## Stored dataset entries
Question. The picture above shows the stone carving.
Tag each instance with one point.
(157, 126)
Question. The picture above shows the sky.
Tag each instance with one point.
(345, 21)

## GOAL
Lay out the listing above as a Markdown table with the columns "Row" and "Line", one numbered row per non-blank line.

## FULL ANSWER
| Row | Line |
|---|---|
| 1 | Question. The picture above shows the stone carving. |
| 2 | Tag each instance with one point. |
| 3 | (157, 126) |
| 4 | Question. The picture above shows the sky. |
| 5 | Tag each instance with one point. |
| 6 | (345, 21) |